## What you have to do
Write out every line of these records again without changing anything.

## Saved data entries

#####

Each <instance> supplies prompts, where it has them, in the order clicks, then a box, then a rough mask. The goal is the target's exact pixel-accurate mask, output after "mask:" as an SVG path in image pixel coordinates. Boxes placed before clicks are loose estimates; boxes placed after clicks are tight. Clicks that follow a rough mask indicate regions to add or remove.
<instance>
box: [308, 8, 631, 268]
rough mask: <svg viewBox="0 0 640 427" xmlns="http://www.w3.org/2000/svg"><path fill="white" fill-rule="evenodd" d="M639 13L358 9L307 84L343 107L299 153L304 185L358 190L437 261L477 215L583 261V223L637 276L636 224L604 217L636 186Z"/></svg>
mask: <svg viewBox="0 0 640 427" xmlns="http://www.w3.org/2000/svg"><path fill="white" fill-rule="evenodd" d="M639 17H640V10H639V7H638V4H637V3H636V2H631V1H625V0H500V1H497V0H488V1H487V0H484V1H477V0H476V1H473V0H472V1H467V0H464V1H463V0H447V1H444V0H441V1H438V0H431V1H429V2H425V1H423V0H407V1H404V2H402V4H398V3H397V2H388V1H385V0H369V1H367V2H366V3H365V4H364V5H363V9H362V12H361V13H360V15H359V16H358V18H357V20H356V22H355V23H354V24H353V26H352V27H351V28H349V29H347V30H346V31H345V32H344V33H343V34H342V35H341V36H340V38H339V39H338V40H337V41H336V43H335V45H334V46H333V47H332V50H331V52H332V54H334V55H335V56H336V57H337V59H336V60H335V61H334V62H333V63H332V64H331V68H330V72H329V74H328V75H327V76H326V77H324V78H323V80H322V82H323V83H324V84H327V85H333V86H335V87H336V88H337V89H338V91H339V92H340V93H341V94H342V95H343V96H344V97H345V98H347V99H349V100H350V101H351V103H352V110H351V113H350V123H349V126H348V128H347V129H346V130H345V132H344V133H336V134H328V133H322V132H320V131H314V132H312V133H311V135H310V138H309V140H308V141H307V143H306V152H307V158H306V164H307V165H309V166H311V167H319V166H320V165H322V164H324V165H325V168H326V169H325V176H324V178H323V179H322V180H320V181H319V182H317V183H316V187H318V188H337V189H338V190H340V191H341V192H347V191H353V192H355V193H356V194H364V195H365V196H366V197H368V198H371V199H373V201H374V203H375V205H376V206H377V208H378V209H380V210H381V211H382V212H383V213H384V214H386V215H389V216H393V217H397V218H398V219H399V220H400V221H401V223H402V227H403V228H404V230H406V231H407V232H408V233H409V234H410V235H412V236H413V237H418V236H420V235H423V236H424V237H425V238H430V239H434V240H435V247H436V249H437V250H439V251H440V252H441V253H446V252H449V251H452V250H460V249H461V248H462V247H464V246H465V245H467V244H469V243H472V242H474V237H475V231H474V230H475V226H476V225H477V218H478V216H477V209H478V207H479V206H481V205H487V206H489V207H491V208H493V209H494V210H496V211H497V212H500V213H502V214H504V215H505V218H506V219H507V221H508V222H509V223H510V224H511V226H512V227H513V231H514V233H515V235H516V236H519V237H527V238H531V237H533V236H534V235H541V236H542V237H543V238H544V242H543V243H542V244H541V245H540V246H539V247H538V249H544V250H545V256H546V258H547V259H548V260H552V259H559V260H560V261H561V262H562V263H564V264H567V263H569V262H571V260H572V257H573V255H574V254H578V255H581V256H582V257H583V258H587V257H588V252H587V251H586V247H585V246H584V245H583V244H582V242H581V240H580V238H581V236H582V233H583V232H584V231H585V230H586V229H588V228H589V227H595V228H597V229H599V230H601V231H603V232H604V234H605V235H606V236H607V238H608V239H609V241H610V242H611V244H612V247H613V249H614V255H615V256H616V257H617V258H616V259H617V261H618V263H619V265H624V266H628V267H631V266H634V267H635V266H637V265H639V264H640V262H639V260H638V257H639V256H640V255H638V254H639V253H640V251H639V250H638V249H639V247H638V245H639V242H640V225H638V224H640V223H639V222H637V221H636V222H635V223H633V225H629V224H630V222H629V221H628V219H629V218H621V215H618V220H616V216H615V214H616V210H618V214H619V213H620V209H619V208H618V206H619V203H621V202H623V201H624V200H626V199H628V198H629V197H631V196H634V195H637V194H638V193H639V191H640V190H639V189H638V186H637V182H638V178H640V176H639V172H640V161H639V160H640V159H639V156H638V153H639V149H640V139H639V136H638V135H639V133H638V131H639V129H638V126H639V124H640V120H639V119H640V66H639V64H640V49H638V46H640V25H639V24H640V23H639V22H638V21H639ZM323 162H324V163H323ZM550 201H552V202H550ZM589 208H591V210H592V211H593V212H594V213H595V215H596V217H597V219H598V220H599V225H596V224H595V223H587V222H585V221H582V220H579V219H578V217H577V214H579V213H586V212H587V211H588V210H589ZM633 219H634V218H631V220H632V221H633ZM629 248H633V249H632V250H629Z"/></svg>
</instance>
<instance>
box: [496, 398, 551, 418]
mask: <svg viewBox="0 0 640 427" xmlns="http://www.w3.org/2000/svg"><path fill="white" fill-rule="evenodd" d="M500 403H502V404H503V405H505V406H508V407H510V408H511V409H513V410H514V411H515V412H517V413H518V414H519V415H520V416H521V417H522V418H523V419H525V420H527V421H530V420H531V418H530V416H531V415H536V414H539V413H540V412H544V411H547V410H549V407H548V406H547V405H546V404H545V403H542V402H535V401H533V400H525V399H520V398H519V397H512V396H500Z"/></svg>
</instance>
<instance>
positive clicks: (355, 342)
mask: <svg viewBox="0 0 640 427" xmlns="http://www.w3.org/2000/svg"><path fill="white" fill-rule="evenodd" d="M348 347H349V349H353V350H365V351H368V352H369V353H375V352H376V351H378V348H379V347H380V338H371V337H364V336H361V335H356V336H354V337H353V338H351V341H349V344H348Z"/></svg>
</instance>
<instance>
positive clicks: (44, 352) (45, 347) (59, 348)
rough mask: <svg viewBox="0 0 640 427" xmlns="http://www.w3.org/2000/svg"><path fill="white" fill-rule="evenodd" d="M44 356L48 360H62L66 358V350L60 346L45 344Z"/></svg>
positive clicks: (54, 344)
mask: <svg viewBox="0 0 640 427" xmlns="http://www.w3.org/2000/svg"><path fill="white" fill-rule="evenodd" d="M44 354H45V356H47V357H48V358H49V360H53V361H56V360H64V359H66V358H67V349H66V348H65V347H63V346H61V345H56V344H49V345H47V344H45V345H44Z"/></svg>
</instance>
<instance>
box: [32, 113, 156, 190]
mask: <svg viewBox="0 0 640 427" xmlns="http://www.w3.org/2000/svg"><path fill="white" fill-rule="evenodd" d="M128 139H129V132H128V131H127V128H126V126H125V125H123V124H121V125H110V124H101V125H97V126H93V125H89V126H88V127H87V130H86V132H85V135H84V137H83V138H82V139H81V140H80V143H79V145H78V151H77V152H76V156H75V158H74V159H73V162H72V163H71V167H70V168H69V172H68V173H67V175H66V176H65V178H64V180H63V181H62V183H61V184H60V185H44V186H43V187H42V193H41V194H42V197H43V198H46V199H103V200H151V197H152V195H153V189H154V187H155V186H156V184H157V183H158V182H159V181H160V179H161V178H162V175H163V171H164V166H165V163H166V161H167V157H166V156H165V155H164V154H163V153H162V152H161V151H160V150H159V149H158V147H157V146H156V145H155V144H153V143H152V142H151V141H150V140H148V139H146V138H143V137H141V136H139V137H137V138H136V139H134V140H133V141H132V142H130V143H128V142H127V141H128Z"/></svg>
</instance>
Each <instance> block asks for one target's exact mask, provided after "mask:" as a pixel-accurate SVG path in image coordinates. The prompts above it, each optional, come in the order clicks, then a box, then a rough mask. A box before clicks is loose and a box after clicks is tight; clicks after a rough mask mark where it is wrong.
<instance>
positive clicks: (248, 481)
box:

#####

## Response
Each <instance> supplies prompts, where it has them, in the order clicks, then a box, then a rough mask. The goal is the target's exact pixel-accurate mask, output after "mask:" as an SVG path in image pixel coordinates. Boxes placed before clicks are loose estimates; boxes placed after clicks are tight. Clicks that follow a rough mask indicate regions to add or remove.
<instance>
box: [308, 8, 631, 268]
rough mask: <svg viewBox="0 0 640 427" xmlns="http://www.w3.org/2000/svg"><path fill="white" fill-rule="evenodd" d="M639 13L358 9L307 84L343 107L299 153L304 185L358 190L437 261L477 215L583 261V223L637 276L636 224L604 217L636 186Z"/></svg>
mask: <svg viewBox="0 0 640 427" xmlns="http://www.w3.org/2000/svg"><path fill="white" fill-rule="evenodd" d="M639 17H640V10H639V7H638V4H637V3H636V2H631V1H625V0H500V1H497V0H488V1H487V0H484V1H477V0H476V1H473V0H472V1H467V0H464V1H463V0H447V1H444V0H441V1H438V0H431V1H429V2H425V1H423V0H407V1H404V2H402V4H398V3H397V2H388V1H385V0H369V1H367V2H366V3H365V4H364V5H363V9H362V12H361V13H360V15H359V16H358V18H357V20H356V22H355V23H354V24H353V26H352V27H351V28H349V29H347V30H346V31H345V32H344V33H343V34H342V35H341V36H340V38H339V39H338V40H337V41H336V43H335V45H334V46H333V47H332V50H331V52H332V54H334V55H335V56H336V57H337V59H336V60H335V61H334V62H333V63H332V64H331V68H330V72H329V74H328V75H327V76H326V77H324V78H323V80H322V82H323V83H324V84H327V85H333V86H335V87H336V88H337V89H338V91H339V92H340V93H341V94H342V95H343V96H344V97H345V98H347V99H349V100H350V101H351V103H352V110H351V113H350V123H349V126H348V128H347V129H346V130H345V132H344V133H336V134H328V133H322V132H320V131H314V132H312V133H311V135H310V138H309V140H308V141H307V143H306V152H307V158H306V164H307V165H309V166H311V167H319V166H320V165H322V164H324V165H325V168H326V169H325V176H324V178H323V179H322V180H320V181H319V182H317V183H316V187H318V188H337V189H338V190H340V191H341V192H347V191H353V192H355V193H356V194H364V195H365V196H366V197H368V198H371V199H373V201H374V203H375V205H376V206H377V208H378V209H380V210H381V211H382V212H383V213H384V214H386V215H389V216H393V217H397V218H398V219H399V220H400V221H401V223H402V227H403V228H404V230H406V231H407V232H408V233H409V234H410V235H412V236H413V237H418V236H420V235H423V236H424V237H425V238H430V239H434V240H435V247H436V249H437V250H439V251H440V252H441V253H446V252H449V251H452V250H460V249H461V248H462V247H464V246H465V245H467V244H469V243H472V242H474V237H475V231H474V230H475V226H476V225H477V218H478V216H477V209H478V207H479V206H481V205H487V206H489V207H491V208H493V209H494V210H496V211H497V212H500V213H502V214H504V215H505V218H506V219H507V221H508V222H509V223H510V224H511V226H512V227H513V231H514V233H515V235H516V236H519V237H527V238H531V237H533V236H534V235H541V236H542V237H543V238H544V242H543V243H542V244H541V245H540V246H539V247H538V249H544V250H545V256H546V258H547V259H548V260H552V259H559V260H560V261H561V262H562V263H564V264H567V263H569V262H571V260H572V257H573V255H574V254H578V255H581V256H582V257H583V258H587V257H588V252H587V251H586V247H585V246H584V245H583V244H582V242H581V240H580V238H581V236H582V233H583V232H584V231H585V230H586V229H588V228H589V227H595V228H597V229H599V230H601V231H603V232H604V234H605V235H606V236H607V238H608V239H609V241H610V242H611V244H612V247H613V249H614V255H615V256H616V257H617V258H616V259H617V261H618V263H619V265H624V266H628V267H631V266H634V267H635V266H637V265H639V264H640V262H639V260H638V257H639V256H640V255H638V254H639V253H640V251H639V250H638V249H639V247H638V245H639V242H640V225H638V224H640V223H639V222H637V221H636V222H635V223H633V225H629V224H630V222H629V221H628V219H629V218H621V215H618V220H616V216H615V214H616V210H618V214H619V213H620V209H619V208H618V206H619V203H621V202H623V201H624V200H626V199H628V198H629V197H631V196H634V195H637V194H638V193H639V191H640V190H639V189H638V186H637V182H638V178H640V176H639V172H640V161H639V160H640V159H639V156H638V153H639V149H640V139H639V136H638V135H639V133H638V131H639V129H638V126H639V124H640V120H639V119H640V66H639V64H640V49H638V46H640V25H639V24H640V23H639V22H638V21H639ZM323 162H324V163H323ZM550 201H552V202H550ZM589 208H591V210H592V211H593V212H594V213H595V215H596V217H597V219H598V220H599V225H596V224H595V223H587V222H585V221H582V220H579V219H578V217H577V214H579V213H586V212H587V211H588V210H589ZM633 219H634V218H631V220H632V221H633ZM629 248H633V249H632V250H629Z"/></svg>
</instance>
<instance>
box: [496, 398, 551, 418]
mask: <svg viewBox="0 0 640 427" xmlns="http://www.w3.org/2000/svg"><path fill="white" fill-rule="evenodd" d="M500 403H502V404H503V405H505V406H508V407H510V408H511V409H513V410H514V411H515V412H517V413H518V414H519V415H520V416H521V417H522V418H523V419H525V420H527V421H530V420H531V418H530V416H531V415H536V414H539V413H540V412H544V411H547V410H549V407H548V406H547V405H546V404H545V403H542V402H535V401H533V400H525V399H520V398H519V397H512V396H500Z"/></svg>
</instance>
<instance>
positive clicks: (355, 342)
mask: <svg viewBox="0 0 640 427" xmlns="http://www.w3.org/2000/svg"><path fill="white" fill-rule="evenodd" d="M348 347H349V349H353V350H365V351H368V352H369V353H375V352H376V351H378V348H379V347H380V338H371V337H364V336H361V335H356V336H354V337H353V338H351V341H349V344H348Z"/></svg>
</instance>
<instance>
positive clicks: (44, 352) (45, 347) (59, 348)
rough mask: <svg viewBox="0 0 640 427" xmlns="http://www.w3.org/2000/svg"><path fill="white" fill-rule="evenodd" d="M44 356L48 360H62L66 358V350L60 346L45 344Z"/></svg>
positive clicks: (54, 344)
mask: <svg viewBox="0 0 640 427" xmlns="http://www.w3.org/2000/svg"><path fill="white" fill-rule="evenodd" d="M44 354H45V356H47V357H48V358H49V360H53V361H56V360H64V359H66V358H67V349H66V348H65V347H63V346H61V345H56V344H49V345H47V344H45V345H44Z"/></svg>
</instance>
<instance>
box: [32, 113, 156, 190]
mask: <svg viewBox="0 0 640 427" xmlns="http://www.w3.org/2000/svg"><path fill="white" fill-rule="evenodd" d="M128 139H129V132H128V131H127V128H126V126H125V125H123V124H121V125H110V124H101V125H97V126H93V125H89V126H88V127H87V130H86V132H85V135H84V137H83V138H82V139H81V140H80V143H79V145H78V151H77V152H76V156H75V158H74V159H73V162H72V163H71V167H70V168H69V172H68V173H67V175H66V176H65V178H64V180H63V181H62V183H61V184H60V185H44V186H43V187H42V193H41V194H42V197H43V198H46V199H103V200H151V197H152V195H153V189H154V187H155V186H156V184H157V183H158V182H159V181H160V179H161V178H162V175H163V171H164V166H165V163H166V161H167V157H166V156H165V155H164V154H163V153H162V152H161V151H160V150H159V149H158V147H157V146H156V145H155V144H153V143H152V142H151V141H150V140H148V139H146V138H143V137H141V136H139V137H137V138H136V139H134V140H133V141H132V142H130V143H128V142H127V141H128Z"/></svg>
</instance>
Each <instance> block asks for one target's exact mask, provided after "mask:" as a pixel-accurate SVG path in image coordinates. The prompts above it, each optional, come in the order clicks, then a box, then a rough mask. A box before clicks is loose and a box after clicks is tight; clicks after a rough mask mark where it is wrong.
<instance>
positive clicks: (248, 481)
box:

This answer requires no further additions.